[Image-grounded pointing data]
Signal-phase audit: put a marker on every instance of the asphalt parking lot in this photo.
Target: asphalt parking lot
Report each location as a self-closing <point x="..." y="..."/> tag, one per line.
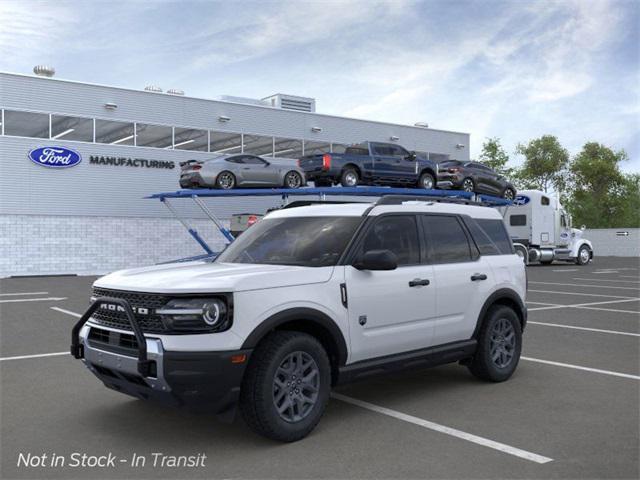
<point x="570" y="411"/>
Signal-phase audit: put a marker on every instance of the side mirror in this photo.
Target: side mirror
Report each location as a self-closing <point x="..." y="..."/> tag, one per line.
<point x="377" y="260"/>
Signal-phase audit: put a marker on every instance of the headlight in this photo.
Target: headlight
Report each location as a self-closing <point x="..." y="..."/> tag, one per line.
<point x="196" y="314"/>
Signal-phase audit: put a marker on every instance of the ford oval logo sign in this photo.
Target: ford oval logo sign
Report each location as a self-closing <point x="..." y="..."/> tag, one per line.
<point x="521" y="200"/>
<point x="55" y="157"/>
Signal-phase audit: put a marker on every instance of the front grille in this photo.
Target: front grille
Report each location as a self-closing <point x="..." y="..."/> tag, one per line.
<point x="150" y="323"/>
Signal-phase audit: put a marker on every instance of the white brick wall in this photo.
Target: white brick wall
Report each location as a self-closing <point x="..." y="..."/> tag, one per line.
<point x="43" y="245"/>
<point x="607" y="242"/>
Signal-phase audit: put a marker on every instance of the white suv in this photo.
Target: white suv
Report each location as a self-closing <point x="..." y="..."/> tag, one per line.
<point x="307" y="298"/>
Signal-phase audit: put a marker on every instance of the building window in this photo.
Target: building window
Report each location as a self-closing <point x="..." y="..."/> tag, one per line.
<point x="26" y="124"/>
<point x="225" y="143"/>
<point x="157" y="136"/>
<point x="287" y="148"/>
<point x="114" y="133"/>
<point x="313" y="148"/>
<point x="438" y="157"/>
<point x="190" y="139"/>
<point x="338" y="147"/>
<point x="71" y="128"/>
<point x="258" y="145"/>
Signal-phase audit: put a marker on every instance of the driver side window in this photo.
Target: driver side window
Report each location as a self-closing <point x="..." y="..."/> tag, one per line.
<point x="396" y="233"/>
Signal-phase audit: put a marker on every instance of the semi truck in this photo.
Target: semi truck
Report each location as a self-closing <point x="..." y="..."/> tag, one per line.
<point x="542" y="231"/>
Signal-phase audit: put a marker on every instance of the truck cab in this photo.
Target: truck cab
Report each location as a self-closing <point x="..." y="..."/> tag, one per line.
<point x="542" y="230"/>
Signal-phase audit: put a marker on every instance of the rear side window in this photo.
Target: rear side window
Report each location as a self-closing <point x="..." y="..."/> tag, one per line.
<point x="397" y="233"/>
<point x="446" y="239"/>
<point x="518" y="220"/>
<point x="490" y="236"/>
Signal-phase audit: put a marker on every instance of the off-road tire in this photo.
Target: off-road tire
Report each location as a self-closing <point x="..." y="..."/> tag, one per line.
<point x="257" y="392"/>
<point x="482" y="365"/>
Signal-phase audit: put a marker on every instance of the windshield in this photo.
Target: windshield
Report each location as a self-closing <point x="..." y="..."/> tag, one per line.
<point x="303" y="241"/>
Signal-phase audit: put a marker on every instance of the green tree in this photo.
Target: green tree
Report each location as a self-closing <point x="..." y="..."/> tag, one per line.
<point x="494" y="156"/>
<point x="601" y="196"/>
<point x="545" y="164"/>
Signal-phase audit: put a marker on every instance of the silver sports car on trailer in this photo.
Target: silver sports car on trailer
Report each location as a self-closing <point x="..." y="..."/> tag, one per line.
<point x="241" y="170"/>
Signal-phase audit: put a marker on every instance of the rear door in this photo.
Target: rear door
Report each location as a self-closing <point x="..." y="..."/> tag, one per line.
<point x="463" y="279"/>
<point x="390" y="311"/>
<point x="257" y="171"/>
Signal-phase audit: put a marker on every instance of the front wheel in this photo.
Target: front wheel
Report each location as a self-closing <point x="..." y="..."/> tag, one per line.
<point x="226" y="180"/>
<point x="499" y="345"/>
<point x="293" y="179"/>
<point x="584" y="255"/>
<point x="427" y="181"/>
<point x="349" y="178"/>
<point x="468" y="185"/>
<point x="286" y="387"/>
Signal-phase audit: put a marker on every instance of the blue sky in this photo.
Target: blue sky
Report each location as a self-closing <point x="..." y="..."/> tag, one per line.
<point x="514" y="70"/>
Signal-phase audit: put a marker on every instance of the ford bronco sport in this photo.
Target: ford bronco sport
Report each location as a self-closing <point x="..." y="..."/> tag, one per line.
<point x="308" y="298"/>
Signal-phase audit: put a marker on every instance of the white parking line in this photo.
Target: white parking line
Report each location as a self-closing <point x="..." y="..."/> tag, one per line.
<point x="587" y="305"/>
<point x="23" y="357"/>
<point x="48" y="299"/>
<point x="604" y="280"/>
<point x="610" y="310"/>
<point x="573" y="327"/>
<point x="580" y="367"/>
<point x="579" y="294"/>
<point x="23" y="293"/>
<point x="68" y="312"/>
<point x="485" y="442"/>
<point x="586" y="286"/>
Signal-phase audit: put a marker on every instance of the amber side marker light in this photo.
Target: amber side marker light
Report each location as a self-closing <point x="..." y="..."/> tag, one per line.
<point x="238" y="358"/>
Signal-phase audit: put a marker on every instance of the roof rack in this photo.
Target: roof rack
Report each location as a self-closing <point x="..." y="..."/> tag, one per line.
<point x="400" y="199"/>
<point x="388" y="196"/>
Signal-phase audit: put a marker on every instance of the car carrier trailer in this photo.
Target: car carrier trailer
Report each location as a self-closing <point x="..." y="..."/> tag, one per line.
<point x="321" y="193"/>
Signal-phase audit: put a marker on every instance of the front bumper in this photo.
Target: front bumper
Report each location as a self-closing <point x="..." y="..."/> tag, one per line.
<point x="199" y="381"/>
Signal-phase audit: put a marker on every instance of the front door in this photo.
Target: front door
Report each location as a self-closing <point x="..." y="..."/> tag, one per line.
<point x="391" y="311"/>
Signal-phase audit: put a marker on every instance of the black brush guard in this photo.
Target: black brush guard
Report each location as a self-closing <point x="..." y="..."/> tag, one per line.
<point x="77" y="350"/>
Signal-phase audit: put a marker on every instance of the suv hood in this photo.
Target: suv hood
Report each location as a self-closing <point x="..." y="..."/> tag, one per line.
<point x="206" y="277"/>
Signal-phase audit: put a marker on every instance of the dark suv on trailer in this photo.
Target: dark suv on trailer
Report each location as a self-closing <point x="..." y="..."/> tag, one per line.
<point x="474" y="177"/>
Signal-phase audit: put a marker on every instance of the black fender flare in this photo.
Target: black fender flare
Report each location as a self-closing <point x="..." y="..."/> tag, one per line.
<point x="309" y="316"/>
<point x="512" y="297"/>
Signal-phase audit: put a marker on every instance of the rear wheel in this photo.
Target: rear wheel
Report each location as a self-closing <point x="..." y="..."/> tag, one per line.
<point x="468" y="185"/>
<point x="293" y="179"/>
<point x="349" y="178"/>
<point x="226" y="180"/>
<point x="286" y="387"/>
<point x="499" y="345"/>
<point x="584" y="255"/>
<point x="427" y="181"/>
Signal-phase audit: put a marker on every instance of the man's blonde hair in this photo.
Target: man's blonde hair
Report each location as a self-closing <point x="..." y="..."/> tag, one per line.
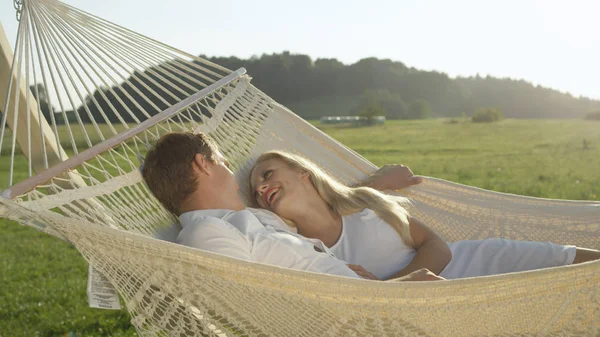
<point x="168" y="168"/>
<point x="344" y="200"/>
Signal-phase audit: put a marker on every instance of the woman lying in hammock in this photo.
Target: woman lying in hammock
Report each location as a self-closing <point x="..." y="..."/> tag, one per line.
<point x="375" y="234"/>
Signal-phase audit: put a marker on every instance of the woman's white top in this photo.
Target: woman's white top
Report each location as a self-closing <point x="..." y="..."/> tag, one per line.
<point x="369" y="241"/>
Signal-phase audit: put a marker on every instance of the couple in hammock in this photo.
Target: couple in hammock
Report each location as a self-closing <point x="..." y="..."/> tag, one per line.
<point x="304" y="219"/>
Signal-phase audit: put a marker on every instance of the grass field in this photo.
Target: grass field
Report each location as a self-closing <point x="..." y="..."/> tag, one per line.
<point x="43" y="279"/>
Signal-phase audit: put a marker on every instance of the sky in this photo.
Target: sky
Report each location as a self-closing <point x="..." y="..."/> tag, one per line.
<point x="551" y="43"/>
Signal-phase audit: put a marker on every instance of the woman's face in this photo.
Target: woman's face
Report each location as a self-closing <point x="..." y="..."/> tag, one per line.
<point x="277" y="187"/>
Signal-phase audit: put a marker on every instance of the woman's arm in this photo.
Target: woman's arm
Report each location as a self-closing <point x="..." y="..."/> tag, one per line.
<point x="433" y="252"/>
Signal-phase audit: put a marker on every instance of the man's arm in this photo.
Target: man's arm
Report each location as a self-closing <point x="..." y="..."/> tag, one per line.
<point x="391" y="177"/>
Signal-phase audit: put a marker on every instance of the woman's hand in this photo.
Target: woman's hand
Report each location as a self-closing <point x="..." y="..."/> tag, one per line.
<point x="392" y="177"/>
<point x="362" y="272"/>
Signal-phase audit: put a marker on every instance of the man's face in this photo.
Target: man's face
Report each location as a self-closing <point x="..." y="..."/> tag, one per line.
<point x="222" y="176"/>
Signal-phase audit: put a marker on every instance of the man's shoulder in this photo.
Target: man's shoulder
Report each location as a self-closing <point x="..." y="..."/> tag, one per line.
<point x="206" y="225"/>
<point x="271" y="219"/>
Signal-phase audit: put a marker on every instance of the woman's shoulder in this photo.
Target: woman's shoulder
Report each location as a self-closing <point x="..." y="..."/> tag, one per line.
<point x="366" y="214"/>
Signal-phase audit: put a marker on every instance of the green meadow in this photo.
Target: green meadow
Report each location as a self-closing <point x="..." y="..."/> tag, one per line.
<point x="44" y="279"/>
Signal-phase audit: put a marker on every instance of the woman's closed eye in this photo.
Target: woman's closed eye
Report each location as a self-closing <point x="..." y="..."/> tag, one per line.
<point x="267" y="174"/>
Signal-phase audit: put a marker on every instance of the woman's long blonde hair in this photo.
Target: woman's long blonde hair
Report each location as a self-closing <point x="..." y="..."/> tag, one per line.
<point x="344" y="200"/>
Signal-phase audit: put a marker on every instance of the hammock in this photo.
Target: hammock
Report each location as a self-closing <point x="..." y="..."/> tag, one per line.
<point x="117" y="92"/>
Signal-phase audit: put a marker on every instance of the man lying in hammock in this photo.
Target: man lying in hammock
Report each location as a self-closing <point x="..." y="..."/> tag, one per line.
<point x="192" y="179"/>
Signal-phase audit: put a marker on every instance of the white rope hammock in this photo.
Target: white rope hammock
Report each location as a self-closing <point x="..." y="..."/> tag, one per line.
<point x="117" y="91"/>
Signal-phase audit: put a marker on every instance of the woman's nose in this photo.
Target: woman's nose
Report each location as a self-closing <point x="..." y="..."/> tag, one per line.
<point x="262" y="188"/>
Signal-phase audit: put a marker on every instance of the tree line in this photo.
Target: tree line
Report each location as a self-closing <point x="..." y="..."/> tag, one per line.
<point x="400" y="91"/>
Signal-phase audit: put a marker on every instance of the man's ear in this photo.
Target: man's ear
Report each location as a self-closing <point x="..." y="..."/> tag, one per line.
<point x="304" y="174"/>
<point x="201" y="164"/>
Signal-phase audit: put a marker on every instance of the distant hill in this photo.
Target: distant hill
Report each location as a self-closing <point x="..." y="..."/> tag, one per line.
<point x="298" y="81"/>
<point x="328" y="87"/>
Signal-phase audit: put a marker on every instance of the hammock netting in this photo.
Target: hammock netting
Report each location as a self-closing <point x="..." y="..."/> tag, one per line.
<point x="116" y="92"/>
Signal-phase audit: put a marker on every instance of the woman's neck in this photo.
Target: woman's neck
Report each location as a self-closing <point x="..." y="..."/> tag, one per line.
<point x="318" y="221"/>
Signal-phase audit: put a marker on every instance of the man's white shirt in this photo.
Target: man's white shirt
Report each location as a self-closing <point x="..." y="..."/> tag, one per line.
<point x="256" y="235"/>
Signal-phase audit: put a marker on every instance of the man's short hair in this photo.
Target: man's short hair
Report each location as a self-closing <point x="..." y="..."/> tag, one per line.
<point x="168" y="166"/>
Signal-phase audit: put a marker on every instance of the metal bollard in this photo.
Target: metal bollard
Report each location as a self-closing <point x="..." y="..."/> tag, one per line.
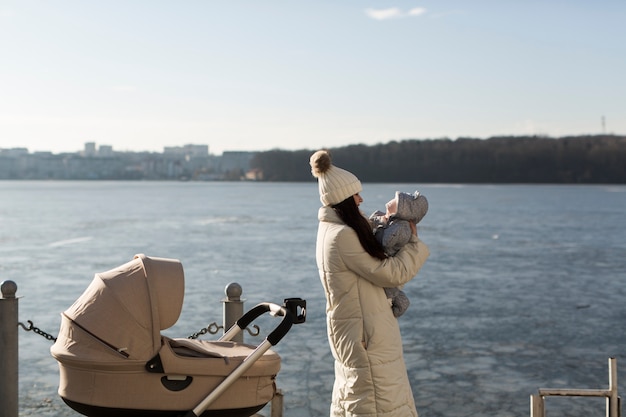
<point x="9" y="349"/>
<point x="233" y="308"/>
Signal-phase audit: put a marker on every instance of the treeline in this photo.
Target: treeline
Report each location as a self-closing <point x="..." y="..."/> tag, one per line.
<point x="599" y="159"/>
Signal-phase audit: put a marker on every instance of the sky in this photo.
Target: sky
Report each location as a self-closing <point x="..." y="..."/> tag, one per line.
<point x="140" y="75"/>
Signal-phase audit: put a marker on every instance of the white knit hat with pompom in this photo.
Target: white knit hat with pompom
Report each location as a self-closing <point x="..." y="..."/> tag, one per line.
<point x="335" y="184"/>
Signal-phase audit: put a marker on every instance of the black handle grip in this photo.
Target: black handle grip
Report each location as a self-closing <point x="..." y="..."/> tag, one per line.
<point x="280" y="331"/>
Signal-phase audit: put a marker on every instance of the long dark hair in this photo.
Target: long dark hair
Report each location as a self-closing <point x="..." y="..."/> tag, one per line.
<point x="349" y="212"/>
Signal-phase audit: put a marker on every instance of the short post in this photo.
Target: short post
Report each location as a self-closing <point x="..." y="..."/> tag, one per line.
<point x="233" y="308"/>
<point x="9" y="350"/>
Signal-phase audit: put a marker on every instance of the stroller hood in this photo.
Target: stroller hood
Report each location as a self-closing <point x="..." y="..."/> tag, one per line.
<point x="121" y="313"/>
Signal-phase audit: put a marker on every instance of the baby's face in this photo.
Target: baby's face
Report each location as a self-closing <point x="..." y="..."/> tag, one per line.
<point x="391" y="207"/>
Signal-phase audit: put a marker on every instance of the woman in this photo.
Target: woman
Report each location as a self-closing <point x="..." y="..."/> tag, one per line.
<point x="364" y="336"/>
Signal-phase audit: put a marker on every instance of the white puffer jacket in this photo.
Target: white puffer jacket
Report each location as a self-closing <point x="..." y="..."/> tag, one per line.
<point x="370" y="375"/>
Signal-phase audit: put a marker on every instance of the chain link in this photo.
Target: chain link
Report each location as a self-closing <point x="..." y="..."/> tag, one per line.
<point x="37" y="330"/>
<point x="211" y="328"/>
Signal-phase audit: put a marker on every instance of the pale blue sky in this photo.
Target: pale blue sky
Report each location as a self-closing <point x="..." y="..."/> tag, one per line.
<point x="257" y="75"/>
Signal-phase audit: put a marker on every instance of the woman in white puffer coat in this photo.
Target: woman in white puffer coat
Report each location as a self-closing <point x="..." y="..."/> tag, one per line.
<point x="364" y="336"/>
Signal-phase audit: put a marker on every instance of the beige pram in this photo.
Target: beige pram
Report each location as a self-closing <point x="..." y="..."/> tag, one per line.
<point x="113" y="359"/>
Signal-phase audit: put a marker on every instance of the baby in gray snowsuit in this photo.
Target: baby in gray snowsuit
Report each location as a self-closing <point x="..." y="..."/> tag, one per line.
<point x="393" y="231"/>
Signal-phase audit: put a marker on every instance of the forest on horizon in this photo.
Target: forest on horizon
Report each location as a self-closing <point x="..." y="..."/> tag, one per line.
<point x="597" y="159"/>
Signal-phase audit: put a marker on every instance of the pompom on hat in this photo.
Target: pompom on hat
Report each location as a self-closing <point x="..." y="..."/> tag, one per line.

▶ **AIM OF THE EXERCISE**: Wherever a line of the entries holds the string "logo", copy that line.

▶ **YOUR RESPONSE**:
Signal-phase audit: put a marker on every instance of the ford oval logo sign in this photo.
Target: ford oval logo sign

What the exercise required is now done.